Edit the material from the line with "of the pink" through the end, changing "cactus flower" to "cactus bloom" and keeping everything else the same.
[START OF MATERIAL PROVIDED]
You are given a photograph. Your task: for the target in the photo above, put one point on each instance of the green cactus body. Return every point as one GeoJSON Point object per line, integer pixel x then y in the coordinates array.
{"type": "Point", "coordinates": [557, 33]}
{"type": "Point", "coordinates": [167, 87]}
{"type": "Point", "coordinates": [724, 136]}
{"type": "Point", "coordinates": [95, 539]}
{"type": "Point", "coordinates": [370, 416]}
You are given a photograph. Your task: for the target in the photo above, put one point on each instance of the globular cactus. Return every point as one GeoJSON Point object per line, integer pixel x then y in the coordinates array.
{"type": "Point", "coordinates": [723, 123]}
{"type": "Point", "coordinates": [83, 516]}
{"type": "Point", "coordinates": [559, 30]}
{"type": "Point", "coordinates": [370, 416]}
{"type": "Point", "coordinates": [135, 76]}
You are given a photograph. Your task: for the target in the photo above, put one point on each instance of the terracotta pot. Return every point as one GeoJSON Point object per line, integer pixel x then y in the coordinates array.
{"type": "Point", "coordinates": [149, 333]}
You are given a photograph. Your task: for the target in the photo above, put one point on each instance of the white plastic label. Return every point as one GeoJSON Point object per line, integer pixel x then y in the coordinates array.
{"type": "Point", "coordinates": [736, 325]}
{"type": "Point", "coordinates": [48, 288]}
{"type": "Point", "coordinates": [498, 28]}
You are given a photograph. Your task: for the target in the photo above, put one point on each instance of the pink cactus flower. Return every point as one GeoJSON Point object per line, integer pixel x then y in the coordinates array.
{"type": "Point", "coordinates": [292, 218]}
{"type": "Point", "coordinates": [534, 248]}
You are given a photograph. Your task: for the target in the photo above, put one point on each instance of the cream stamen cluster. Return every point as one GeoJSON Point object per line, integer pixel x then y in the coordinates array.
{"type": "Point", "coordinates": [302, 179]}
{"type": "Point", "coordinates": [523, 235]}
[END OF MATERIAL PROVIDED]
## FINISHED ANSWER:
You are given a photograph. Your task: for the target in the photo above, put one point on each instance of the pink cactus bloom. Return every point as one GeoJSON Point object per line, integer pixel x then y in the coordinates array.
{"type": "Point", "coordinates": [292, 218]}
{"type": "Point", "coordinates": [534, 248]}
You are given a photograph. Your task: for the target in the photo above, put one point on each instance of the cream stamen cluster. Return every point as one GeoJSON Point object per line, integer pixel x then y in the coordinates array.
{"type": "Point", "coordinates": [302, 179]}
{"type": "Point", "coordinates": [523, 235]}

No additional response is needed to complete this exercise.